Visti i rischi e la persistenza del pattern induttivo forse è utile che le organizzazioni si addestrino a riconoscerlo per evitarlo. Ed è proprio a questo fine che è opportuno sottolineare che anche l’intelligenza artificiale non è esente dal bias dell’induzione: l’IA è un sistema sostanzialmente induttivo. I modelli predittivi apprendono da pattern osservati. Nonostante le reti neurali profonde rendano l’induzione flessibile e sofisticata, non la possono certo trasformare in deduzione o in scoperta concettuale. Infatti, quando il contesto cambia più velocemente della loro capacità di rimodularsi, falliscono pericolosamente. Ma possono fallire anche perché leggono pattern strani senza accorgersi delle stranezze.
La discussione su bias, fairness, robustezza, overfitting e generalizzazione nei modelli IA è una riformulazione contemporanea dello stesso problema. Riguarda, in particolare, le ipotesi errate nei processi di apprendimento, l’equità di trattamento costruita su predicati solo apparentemente neutri, l’incapacità di adattarsi a dati di input diversi da quelli di addestramento, la difficoltà nel trasferire modelli predittivi da un contesto all’altro, e l’attribuzione di valore strutturale a elementi che nell’intenzione di training avevano un peso relativo.

[Voci archiviate]
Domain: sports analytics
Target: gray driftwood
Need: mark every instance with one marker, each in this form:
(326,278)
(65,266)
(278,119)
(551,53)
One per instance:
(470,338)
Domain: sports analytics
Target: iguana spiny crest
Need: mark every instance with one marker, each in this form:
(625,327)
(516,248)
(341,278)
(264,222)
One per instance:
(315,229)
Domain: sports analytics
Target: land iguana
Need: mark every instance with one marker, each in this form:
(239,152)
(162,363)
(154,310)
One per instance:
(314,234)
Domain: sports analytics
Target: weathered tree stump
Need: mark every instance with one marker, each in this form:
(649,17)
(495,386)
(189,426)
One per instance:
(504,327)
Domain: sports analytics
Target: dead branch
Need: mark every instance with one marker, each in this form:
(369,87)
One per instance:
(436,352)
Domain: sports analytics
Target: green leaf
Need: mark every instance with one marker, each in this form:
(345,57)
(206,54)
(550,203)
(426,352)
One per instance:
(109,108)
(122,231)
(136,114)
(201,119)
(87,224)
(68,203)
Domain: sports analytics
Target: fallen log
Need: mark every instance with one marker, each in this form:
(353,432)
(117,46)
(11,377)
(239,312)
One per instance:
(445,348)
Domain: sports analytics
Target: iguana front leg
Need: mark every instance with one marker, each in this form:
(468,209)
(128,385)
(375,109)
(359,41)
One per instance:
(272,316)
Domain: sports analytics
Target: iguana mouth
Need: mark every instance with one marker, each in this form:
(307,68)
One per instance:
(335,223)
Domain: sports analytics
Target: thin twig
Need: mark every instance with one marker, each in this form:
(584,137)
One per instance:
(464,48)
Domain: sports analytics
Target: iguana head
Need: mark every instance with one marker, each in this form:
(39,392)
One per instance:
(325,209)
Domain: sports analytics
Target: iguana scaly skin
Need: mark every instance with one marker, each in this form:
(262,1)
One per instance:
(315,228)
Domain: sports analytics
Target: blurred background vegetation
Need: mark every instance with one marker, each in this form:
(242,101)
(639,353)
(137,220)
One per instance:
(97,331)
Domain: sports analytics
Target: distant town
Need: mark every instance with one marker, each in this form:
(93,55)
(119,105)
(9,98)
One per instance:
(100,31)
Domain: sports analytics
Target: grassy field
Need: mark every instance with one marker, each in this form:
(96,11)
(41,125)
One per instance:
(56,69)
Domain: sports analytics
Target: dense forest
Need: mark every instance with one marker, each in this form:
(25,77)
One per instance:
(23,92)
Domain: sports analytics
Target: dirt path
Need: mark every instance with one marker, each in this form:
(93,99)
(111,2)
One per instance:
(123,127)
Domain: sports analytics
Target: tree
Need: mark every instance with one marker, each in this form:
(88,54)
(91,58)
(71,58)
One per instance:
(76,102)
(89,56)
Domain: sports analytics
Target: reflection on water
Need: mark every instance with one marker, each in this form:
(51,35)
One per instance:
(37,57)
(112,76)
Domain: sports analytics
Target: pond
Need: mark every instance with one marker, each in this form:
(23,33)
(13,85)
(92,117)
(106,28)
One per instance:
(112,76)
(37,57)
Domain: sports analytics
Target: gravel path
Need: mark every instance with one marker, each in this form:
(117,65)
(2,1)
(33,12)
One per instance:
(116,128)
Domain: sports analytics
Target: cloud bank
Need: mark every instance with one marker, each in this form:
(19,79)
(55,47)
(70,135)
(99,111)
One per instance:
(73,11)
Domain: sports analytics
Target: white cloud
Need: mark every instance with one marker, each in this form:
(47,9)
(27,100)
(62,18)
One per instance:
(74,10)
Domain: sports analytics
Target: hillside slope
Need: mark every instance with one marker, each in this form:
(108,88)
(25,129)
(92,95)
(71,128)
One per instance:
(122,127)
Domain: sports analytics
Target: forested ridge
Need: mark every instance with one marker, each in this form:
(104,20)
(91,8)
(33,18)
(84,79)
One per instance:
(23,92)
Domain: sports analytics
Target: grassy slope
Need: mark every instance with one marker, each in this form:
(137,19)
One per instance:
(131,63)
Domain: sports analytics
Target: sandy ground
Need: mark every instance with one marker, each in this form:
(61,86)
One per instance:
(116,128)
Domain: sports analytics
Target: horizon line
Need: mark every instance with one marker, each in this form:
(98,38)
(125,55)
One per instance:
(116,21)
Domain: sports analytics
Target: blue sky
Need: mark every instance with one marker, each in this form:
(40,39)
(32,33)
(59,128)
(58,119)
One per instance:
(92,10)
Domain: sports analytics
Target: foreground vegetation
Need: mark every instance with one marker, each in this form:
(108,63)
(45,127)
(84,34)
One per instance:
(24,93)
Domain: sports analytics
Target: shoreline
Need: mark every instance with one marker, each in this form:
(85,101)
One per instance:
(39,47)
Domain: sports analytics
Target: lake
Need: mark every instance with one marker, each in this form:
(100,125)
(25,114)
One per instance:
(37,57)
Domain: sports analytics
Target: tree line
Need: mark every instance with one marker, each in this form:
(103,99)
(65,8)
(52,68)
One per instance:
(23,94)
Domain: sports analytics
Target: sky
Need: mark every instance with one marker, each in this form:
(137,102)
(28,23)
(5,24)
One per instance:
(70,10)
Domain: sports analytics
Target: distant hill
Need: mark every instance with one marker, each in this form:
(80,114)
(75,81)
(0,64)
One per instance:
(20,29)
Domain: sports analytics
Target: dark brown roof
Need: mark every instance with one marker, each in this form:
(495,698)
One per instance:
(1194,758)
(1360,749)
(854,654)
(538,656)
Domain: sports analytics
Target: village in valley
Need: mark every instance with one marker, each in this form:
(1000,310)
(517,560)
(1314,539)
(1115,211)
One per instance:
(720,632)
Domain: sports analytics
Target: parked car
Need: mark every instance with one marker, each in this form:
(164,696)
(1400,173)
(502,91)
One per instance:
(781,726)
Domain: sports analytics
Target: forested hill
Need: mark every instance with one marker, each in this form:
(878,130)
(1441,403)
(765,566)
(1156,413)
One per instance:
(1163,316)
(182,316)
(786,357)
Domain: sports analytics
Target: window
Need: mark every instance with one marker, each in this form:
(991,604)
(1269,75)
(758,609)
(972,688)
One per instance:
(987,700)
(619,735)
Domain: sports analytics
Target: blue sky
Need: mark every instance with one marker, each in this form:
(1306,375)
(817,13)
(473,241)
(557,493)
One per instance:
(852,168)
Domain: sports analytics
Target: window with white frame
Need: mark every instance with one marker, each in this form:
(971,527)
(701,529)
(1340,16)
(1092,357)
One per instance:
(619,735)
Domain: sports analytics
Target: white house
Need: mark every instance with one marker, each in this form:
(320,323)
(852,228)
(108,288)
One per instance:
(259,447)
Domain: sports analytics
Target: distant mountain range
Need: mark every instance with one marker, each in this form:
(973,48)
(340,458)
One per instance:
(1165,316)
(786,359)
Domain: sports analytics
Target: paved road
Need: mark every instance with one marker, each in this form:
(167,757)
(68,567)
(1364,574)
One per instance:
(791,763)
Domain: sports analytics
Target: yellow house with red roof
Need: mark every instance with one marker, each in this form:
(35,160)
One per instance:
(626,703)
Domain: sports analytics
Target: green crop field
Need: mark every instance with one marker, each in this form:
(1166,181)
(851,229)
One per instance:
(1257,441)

• **Da svolgere**
**a)** Secondo il testo sull'induzione, da che cosa apprendono i modelli predittivi?
**b)** Filtra i record e riporta ogni riga che contiene la parola "slope". Distingui tra maiuscole e minuscole.

• **Elenco risposte**
**a)** Da pattern osservati.

**b)**
Target: hillside slope
Target: grassy slope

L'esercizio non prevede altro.